Süddeutsche Zeitung

Tischtennis:Plan B

Mit 21 Jahren beendet Florian Schreiner seine Profikarriere - und schließt sich im Sommer dem FC Bayern an. Der Drittligist steckt tief im Abstiegskampf und hofft nun umso mehr auf den Klassenerhalt

Von Andreas Liebmann

Es war nur eine winzige Kleinigkeit, die Florian Schreiners Leben auf den Kopf stellte. Eine Unebenheit irgendwo in seinem Hüftgelenk. In einigen Monaten wird Schreiner deshalb zum FC Bayern München wechseln, der Verein freut sich riesig auf ihn. Doch was in anderen Sportarten der Höhepunkt einer Karriere sein mag, bedeutet für den Tischtennisspieler nichts anderes als das Ende seiner Profilaufbahn. Mit 21. "Der Schlussstrich war schwierig, er hat mich und meine Familie viel Kraft gekostet", erzählt er.

Florian Schreiners Weg schien von Anfang an vorgezeichnet. Sein Vater Ralf ist ein ehemaliger Zweitliga-Tischtennisspieler, die Mutter Yunli eine mehrmalige (und immer noch aktive) Europacup-Siegerin. Er selbst war 2013 deutscher Jugendmeister, sein ehemaliger Landestrainer Thomas Wetzel sah in ihm den technisch komplettesten Tischtennisspieler seines Alters in Europa. "Ich war so davon überzeugt, dass ich unter die Top 50 komme", sagt Schreiner. Er sitzt in seiner hübschen Wohnung in Düsseldorf, die er vor einem Jahr bezog, um am Deutschen Tischtennis-Zentrum zu trainieren; "um näher an die Nationalmannschaft zu rücken", wie er sagt. Vom damaligen Zweitligisten TuS Fürstenfeldbruck war er zum Erstligisten Schwalbe Bergneustadt gewechselt. "Ich habe das alles für eine Riesenchance gehalten", erinnert sich Schreiner - und das war es auch. Doch bis heute hat er keinen Erstliga-Einsatz bekommen. Stattdessen brachte er sich Gitarrespielen bei: "Ich hatte ja nichts zu tun, ich war so verzweifelt."

══════

■ **Fragen zum Material**:
**a.** In welchem Jahr wurde Florian Schreiner laut dem Textauszug über ihn deutscher Jugendmeister?
**b.** Schreiben Sie den Textauszug über Florian Schreiner im Anschluss an seinen letzten Satz weiter.
Die Zeilen im Datenteil haben mit dem Textauszug über Florian Schreiner nichts zu tun.

══════

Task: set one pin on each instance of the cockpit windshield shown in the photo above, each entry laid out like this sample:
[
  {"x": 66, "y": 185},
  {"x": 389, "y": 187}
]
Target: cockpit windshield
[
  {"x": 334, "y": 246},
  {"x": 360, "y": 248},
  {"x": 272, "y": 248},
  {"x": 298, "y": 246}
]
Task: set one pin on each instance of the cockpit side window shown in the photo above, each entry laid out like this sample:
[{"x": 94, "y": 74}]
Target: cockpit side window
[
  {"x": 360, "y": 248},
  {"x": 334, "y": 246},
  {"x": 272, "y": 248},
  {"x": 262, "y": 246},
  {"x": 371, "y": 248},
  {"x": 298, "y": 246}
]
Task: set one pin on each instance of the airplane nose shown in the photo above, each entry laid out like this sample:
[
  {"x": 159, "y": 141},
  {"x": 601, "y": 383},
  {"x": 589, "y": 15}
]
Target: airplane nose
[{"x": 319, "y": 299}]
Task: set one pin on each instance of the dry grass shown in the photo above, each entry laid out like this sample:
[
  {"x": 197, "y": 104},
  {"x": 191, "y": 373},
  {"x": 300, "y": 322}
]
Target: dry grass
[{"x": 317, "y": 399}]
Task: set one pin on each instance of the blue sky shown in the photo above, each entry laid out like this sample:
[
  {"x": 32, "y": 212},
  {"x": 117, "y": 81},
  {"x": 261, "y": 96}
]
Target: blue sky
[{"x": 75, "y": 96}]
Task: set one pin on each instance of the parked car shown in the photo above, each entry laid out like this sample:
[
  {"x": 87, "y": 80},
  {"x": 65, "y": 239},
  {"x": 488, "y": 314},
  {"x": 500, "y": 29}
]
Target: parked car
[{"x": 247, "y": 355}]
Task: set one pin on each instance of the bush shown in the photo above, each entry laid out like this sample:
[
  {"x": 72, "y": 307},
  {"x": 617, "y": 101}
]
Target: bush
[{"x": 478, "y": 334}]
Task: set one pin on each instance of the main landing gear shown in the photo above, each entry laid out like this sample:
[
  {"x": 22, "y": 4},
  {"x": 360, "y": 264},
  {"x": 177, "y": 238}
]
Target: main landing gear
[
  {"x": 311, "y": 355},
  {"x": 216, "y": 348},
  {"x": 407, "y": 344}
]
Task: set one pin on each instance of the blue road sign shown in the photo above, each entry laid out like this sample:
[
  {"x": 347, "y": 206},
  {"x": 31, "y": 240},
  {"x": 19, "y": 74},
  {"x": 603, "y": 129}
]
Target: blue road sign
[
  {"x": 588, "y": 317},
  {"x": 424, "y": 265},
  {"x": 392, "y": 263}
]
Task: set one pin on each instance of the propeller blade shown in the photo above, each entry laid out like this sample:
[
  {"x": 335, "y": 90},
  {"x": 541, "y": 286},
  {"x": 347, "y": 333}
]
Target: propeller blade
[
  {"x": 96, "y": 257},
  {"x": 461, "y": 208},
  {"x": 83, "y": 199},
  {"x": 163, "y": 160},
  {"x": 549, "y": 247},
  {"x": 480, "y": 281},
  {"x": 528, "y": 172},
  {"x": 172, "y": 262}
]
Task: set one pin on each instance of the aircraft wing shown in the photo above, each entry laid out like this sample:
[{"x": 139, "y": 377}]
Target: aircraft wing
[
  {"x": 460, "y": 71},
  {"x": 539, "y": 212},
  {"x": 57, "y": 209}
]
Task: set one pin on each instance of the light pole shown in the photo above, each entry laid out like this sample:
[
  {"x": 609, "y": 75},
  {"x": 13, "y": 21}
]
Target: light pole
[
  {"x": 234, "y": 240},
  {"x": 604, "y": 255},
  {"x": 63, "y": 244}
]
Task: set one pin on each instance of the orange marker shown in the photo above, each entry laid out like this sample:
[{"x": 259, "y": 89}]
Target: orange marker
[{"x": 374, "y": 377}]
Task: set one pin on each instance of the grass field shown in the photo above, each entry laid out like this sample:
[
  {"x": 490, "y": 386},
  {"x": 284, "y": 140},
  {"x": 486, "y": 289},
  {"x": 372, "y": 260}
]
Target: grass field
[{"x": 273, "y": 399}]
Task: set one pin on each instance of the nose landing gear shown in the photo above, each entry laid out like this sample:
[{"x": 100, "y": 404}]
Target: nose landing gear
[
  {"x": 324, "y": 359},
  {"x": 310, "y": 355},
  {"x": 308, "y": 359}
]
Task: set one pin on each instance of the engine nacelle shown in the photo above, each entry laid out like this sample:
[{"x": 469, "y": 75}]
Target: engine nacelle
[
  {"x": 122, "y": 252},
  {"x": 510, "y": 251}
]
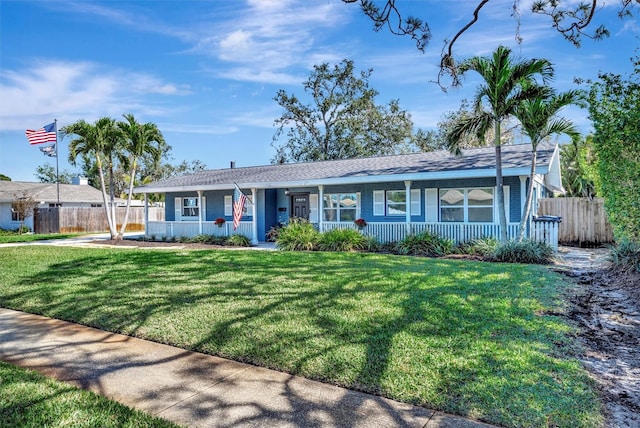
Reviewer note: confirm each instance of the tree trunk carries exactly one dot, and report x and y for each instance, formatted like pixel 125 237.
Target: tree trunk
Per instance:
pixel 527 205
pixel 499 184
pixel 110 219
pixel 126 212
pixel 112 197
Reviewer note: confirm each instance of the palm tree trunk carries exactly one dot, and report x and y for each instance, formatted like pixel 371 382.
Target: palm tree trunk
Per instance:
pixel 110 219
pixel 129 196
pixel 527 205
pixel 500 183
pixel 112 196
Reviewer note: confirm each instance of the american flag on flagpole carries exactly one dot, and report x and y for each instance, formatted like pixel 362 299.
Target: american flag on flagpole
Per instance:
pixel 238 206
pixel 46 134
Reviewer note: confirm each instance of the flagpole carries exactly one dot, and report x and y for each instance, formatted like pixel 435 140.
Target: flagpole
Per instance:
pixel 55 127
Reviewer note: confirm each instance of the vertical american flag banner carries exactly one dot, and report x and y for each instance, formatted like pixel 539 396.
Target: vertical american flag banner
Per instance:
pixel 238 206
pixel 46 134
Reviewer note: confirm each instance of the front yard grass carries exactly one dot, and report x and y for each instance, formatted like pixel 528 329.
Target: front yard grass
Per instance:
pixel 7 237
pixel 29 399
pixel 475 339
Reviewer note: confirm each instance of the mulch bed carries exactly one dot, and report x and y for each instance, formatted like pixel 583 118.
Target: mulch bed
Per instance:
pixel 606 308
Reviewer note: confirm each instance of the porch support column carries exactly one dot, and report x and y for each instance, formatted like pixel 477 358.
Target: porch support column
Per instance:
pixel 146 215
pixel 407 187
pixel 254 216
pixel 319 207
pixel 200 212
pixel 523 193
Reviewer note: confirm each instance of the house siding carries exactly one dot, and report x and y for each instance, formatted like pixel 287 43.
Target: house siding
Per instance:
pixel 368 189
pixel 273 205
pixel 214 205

══════

■ **Antworten**:
**a.** Im Jahr 2013.

**b.**
Diese Saison lief so gar nicht wie erhofft. Er gewann die U-21-Konkurrenz der Chile Open, absolvierte ein Trainingslager in China, dann die Saisonvorbereitung mit Bergneustadt, doch ihn begleiteten immer heftigere Schmerzen. Kurz vor Saisonstart kam die Diagnose: Schambeinentzündung. Mehrere Monate pausierte er, doch auch danach verschwanden die Schmerzen nie ganz. Schreiner ist recht groß für einen Tischtennisspieler, er muss tiefer in die Knie gehen als andere, sein Körper hielt den Belastungen nicht stand. Das Hüftgelenk löste immer wieder Schmerzen aus. Und irgendwann, sagt er, habe er den Glauben daran verloren, dass er mit diesem Handicap so weit kommen würde, wie er das immer geplant hatte.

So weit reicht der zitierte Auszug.